**Given text:**
[Start]
Try searching at --Jayron32 04:03, 2 November 2009 (UTC)

Explain What Lady Gaga's Paparazzi Video is About[edit]

I understand the first 3 minutes of the Lady Gaga paparazzi video and even the last minute where she kills her "boyfriend" and turns herself in and is vindicated. What is the purpose of the middle three or so minutes with the dead models and the make-out, toching, licking scene on the couch with three punky/glam guys. I don't see any relevamce in these scenes. Can someone please explain.

Confused —Preceding unsigned comment added by (talk) 03:55, 2 November 2009 (UTC)

Does it need a greater relevance than "sexy looking people doing sexy things"? --Jayron32 04:04, 2 November 2009 (UTC)
We do have the article...It does make some mention of the video's meaning. Vimescarrot (talk) 13:27, 2 November 2009 (UTC)
"We're plastic but we still have fun" is an apparent key line. Beyond the fame/celebrity theme, the video seems to also hint at Princess Diana, Paris Hilton and maybe even Stephen King's Misery. Pepso2 (talk) 14:18, 2 November 2009 (UTC)

One hit wonders[edit]

The term "One hit wonder" is usually applied to musical artists. Is there a similar thing in TV series? ie. A producer, writer or actor who came from nowhere, was involved in one very successful TV series (shown on US/Canadian/UK channels), and then who disappeared back into obscurity. Astronaut (talk) 11:07, 2 November 2009 (UTC)

I can't think of an example at the moment but I've heard the phrase used in other fields besides just music. Dismas|(talk) 11:11, 2 November 2009 (UTC)
How about The Flash (1990-91)? It's one of the titles on this list of TV's One-Hit Wonders: This next one doesn't fit the question, but somewhat related: You're in the Picture was a 1961 game show so bad that Jackie Gleason came on the second week and apologized. Pepso2 (talk) 14:56, 2 November 2009 (UTC)
I saw a clip of that show once. It wasn't really such a bad concept, it's just that the participants (other than Gleason) seemed to have no idea what the concept was. That was kind of the flip side of the one-hit wonder, more like a one-bomb clunker. This is film, not TV, but Michael Cimino comes to mind as a director who made one acclaimed film, then one disaster, and then couldn't buy a job, even if it was bringing coffee to other directors. Among film actors, Harold Russell comes to mind, a guy who won an Academy Award for his only film (except for one he did late in life, I think). That was a special case, though. Then there are the classical composers known for just one thing, such as Pachelbel's Canon, as was discussed here recently; or, to a significant extent, Bizet's opera Carmen. But that's music again. Child actors start coming to mind, like Jon Provost in Lassie or Jay North in Dennis the Menace. ←Baseball Bugs What's up, Doc? carrots→ 01:14, 3 November 2009 (UTC)
[End]
**Entries:**
[Start]
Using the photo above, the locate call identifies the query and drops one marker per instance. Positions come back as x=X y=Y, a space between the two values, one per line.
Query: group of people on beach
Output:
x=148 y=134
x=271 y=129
[End]
**Work required:**
Repeat the part of the help-desk discussion from "Does it need" up to and including "13:27, 2 November 2009 (UTC)", word for word. You won't need the records for this.

**Written response:**
Does it need a greater relevance than "sexy looking people doing sexy things"? --Jayron32 04:04, 2 November 2009 (UTC)
We do have the article...It does make some mention of the video's meaning. Vimescarrot (talk) 13:27, 2 November 2009 (UTC)